(Material for this task)
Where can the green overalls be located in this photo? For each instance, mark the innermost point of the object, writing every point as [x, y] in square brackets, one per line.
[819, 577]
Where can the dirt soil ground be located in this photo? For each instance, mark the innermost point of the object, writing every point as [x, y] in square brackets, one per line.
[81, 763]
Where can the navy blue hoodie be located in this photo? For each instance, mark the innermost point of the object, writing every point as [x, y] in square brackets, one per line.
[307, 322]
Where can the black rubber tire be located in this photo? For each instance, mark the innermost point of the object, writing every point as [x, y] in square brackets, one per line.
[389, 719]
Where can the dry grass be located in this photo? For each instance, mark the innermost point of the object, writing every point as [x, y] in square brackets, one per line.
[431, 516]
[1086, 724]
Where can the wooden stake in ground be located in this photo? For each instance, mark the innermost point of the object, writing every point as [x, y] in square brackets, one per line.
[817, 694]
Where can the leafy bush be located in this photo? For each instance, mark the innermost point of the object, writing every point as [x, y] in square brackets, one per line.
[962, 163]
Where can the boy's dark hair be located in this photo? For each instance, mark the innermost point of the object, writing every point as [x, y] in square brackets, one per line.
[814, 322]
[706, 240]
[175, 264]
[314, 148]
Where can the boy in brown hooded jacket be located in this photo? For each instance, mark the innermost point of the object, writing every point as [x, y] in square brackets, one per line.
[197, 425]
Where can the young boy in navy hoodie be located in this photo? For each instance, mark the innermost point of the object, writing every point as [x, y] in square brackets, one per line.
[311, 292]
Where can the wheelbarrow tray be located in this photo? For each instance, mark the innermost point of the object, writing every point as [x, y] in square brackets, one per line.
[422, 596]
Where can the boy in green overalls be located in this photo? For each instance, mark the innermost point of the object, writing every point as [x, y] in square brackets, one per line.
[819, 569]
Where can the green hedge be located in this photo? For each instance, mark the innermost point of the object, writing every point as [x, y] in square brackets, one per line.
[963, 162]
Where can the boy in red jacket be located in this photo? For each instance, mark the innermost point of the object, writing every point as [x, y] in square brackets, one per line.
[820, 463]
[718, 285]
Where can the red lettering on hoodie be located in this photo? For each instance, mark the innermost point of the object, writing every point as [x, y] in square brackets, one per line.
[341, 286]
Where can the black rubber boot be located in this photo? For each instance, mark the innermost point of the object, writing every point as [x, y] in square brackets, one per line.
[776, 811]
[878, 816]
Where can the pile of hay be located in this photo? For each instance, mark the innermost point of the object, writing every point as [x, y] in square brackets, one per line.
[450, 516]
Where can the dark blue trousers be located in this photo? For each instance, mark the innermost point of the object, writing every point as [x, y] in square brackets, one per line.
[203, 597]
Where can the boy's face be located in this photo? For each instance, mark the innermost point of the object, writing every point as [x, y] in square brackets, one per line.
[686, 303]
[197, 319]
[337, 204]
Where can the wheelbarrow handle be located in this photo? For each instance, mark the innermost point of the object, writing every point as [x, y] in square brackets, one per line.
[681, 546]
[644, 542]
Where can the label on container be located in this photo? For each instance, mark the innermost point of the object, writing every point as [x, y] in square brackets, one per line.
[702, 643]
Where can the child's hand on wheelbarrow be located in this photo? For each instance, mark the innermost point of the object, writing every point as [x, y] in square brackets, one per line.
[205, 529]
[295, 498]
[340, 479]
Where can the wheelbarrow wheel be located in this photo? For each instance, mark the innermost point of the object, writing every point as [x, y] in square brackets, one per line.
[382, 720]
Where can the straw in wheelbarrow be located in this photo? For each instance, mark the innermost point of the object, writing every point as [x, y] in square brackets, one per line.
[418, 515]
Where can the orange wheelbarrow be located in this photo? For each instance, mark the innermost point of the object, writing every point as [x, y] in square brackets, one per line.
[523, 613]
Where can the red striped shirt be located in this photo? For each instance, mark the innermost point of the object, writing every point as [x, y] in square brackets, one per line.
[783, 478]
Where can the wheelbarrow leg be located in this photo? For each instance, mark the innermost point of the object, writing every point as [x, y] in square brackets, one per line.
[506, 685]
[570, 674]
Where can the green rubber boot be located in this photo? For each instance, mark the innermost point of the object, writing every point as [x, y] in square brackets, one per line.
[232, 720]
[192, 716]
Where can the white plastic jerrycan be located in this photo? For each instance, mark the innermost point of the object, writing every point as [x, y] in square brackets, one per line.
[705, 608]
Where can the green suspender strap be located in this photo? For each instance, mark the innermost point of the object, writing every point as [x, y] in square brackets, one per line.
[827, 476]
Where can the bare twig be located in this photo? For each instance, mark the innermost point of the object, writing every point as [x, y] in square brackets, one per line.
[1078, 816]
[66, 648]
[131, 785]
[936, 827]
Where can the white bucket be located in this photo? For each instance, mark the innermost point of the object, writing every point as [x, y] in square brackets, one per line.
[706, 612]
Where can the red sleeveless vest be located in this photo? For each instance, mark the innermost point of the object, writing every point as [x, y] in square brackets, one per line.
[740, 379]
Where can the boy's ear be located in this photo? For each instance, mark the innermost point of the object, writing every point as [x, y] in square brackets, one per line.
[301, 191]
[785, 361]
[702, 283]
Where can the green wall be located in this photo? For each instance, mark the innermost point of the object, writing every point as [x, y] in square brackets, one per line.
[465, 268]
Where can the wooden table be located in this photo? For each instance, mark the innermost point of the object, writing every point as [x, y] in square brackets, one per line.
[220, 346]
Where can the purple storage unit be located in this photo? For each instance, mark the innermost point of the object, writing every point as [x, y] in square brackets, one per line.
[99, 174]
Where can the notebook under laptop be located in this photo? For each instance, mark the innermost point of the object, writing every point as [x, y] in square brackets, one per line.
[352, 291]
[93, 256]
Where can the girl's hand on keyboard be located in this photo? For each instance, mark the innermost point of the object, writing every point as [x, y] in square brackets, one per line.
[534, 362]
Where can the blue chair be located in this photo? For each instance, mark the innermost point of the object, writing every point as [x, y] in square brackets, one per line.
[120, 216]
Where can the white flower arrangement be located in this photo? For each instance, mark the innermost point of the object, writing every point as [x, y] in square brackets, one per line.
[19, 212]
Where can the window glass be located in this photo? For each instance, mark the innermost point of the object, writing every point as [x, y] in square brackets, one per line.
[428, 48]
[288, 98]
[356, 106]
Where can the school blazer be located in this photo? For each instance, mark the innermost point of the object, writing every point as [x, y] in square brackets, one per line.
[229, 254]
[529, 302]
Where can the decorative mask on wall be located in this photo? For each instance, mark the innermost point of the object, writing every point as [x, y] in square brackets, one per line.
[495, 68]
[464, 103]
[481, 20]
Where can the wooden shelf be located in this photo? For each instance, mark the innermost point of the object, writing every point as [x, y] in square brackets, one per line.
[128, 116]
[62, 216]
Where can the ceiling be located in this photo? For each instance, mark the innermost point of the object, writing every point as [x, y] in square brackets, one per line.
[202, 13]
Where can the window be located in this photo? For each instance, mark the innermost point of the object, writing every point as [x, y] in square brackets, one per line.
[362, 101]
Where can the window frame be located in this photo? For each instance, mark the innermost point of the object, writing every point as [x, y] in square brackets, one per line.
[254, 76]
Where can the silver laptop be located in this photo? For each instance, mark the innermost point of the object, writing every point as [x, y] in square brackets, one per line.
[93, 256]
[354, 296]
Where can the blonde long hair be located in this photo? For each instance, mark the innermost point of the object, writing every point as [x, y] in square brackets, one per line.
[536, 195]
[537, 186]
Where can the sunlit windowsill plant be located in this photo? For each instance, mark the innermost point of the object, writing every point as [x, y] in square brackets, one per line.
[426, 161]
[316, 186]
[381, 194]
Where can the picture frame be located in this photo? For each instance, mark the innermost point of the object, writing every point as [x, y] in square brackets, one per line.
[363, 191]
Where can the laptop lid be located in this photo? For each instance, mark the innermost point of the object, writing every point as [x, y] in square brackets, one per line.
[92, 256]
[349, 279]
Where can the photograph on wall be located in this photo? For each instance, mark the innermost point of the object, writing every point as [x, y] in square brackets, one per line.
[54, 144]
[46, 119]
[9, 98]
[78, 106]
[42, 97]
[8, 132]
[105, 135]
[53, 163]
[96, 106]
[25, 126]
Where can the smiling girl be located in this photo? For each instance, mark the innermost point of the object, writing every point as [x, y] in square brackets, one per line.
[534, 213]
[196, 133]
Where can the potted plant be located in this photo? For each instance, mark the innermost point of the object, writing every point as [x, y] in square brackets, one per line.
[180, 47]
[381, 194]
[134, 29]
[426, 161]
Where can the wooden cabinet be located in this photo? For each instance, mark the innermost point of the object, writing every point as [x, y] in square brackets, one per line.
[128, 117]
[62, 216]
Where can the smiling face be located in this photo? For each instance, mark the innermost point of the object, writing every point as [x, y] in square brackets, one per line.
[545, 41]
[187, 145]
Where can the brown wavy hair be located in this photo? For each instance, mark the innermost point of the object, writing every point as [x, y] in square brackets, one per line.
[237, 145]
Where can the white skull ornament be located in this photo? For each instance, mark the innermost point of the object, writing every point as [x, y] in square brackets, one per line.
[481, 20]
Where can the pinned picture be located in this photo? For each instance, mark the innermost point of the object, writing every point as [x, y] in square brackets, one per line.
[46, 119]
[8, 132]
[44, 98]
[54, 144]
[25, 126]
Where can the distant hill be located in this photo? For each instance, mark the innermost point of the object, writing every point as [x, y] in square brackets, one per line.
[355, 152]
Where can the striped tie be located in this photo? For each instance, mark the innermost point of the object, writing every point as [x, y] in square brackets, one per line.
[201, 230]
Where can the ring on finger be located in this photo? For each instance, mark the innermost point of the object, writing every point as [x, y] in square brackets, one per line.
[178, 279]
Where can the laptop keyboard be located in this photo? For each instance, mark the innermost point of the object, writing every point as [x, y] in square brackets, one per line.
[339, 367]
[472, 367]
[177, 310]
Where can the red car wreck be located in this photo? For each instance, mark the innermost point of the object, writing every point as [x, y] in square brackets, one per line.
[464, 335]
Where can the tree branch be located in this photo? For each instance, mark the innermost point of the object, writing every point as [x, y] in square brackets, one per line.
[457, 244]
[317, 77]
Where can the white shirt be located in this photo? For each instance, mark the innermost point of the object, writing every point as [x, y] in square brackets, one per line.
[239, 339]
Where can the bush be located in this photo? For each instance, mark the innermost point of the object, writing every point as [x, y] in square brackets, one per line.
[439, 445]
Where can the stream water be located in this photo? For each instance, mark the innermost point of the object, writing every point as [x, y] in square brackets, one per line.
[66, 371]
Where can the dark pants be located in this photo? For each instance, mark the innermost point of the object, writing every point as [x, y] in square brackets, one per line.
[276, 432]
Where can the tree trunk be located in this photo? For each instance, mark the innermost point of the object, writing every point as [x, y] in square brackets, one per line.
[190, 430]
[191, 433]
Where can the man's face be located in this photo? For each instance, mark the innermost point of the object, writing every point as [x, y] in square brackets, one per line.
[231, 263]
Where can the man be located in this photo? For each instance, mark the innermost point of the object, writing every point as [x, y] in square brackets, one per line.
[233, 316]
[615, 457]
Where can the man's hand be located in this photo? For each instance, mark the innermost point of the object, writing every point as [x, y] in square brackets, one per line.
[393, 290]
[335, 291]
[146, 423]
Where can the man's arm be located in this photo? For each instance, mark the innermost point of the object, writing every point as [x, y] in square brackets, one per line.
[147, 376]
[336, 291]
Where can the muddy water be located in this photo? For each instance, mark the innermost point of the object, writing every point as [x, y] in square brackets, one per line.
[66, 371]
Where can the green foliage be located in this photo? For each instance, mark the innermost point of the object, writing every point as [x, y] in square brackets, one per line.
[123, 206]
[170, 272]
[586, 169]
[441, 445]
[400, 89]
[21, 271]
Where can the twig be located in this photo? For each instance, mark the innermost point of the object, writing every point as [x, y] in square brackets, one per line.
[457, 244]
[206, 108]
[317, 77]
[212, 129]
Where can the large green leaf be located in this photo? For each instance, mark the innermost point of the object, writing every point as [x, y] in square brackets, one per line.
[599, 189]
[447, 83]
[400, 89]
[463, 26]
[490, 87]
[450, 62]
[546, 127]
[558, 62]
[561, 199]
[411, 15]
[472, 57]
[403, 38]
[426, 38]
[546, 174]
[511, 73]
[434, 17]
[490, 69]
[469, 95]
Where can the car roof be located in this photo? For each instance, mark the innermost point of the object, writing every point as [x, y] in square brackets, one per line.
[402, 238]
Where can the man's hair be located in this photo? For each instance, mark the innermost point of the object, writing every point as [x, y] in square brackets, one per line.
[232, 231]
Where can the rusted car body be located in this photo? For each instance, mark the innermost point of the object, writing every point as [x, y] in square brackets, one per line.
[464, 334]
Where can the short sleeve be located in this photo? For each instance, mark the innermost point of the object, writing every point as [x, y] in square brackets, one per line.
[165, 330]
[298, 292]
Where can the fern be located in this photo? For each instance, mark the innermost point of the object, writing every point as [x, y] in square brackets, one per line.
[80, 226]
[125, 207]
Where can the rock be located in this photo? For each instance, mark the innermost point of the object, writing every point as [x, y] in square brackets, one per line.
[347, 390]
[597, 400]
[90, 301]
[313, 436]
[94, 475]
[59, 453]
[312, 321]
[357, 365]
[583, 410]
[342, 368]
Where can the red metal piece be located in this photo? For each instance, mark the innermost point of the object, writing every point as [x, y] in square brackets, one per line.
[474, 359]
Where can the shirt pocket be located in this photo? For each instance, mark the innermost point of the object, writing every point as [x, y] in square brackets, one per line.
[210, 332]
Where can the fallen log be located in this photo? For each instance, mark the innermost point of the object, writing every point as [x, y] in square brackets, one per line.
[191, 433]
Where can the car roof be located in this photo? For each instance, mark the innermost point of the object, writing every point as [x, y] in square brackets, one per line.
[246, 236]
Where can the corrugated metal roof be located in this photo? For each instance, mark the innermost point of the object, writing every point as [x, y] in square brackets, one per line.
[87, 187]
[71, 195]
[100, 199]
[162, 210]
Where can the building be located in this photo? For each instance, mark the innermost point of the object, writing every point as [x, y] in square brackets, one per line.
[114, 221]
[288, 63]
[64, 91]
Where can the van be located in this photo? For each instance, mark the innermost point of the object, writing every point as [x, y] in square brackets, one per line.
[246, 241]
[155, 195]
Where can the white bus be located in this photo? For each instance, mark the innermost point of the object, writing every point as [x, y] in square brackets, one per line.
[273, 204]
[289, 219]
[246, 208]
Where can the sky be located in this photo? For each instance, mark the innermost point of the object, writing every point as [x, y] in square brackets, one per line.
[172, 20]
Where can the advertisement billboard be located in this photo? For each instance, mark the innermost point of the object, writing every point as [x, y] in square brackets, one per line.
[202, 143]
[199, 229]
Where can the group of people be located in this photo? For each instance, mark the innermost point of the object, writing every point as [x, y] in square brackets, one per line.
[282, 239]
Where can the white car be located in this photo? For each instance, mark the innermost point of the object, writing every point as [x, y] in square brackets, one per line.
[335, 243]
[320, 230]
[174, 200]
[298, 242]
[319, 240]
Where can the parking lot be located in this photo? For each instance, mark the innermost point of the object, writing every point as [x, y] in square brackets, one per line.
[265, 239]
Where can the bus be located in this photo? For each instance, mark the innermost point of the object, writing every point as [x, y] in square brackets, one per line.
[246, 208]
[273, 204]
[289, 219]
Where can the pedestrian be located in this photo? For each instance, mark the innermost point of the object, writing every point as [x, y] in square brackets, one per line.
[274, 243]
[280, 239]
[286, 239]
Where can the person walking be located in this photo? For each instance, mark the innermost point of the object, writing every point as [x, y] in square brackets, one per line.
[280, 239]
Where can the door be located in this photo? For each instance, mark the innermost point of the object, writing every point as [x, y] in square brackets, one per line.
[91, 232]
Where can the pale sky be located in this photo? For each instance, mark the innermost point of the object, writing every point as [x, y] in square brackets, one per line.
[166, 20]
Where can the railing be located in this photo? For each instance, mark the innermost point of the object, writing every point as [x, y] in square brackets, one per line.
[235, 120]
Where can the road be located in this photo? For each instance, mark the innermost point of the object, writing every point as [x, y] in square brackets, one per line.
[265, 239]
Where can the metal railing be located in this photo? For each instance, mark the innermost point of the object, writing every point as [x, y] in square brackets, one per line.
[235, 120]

(Your objective) Quote the line that contains "Where can the pale" and each line after it through the end of the data, exactly, leaving out everything else.

(Response to this task)
Where can the pale sky be located in this photo? For each instance, mark the innermost point of the object, writing every point as [x, y] in square brackets, one per line.
[166, 20]
Where can the railing be located in this photo? For each instance, mark the innermost point of the object, writing every point as [x, y] in square brackets, one per line.
[235, 120]
Where can the road be located in this photo? For each instance, mark the innermost point of the object, writing every point as [x, y] in square brackets, one per line.
[265, 239]
Where can the metal railing be located in this photo? For each instance, mark the innermost point of the object, writing every point as [x, y] in square brackets, one per line.
[235, 120]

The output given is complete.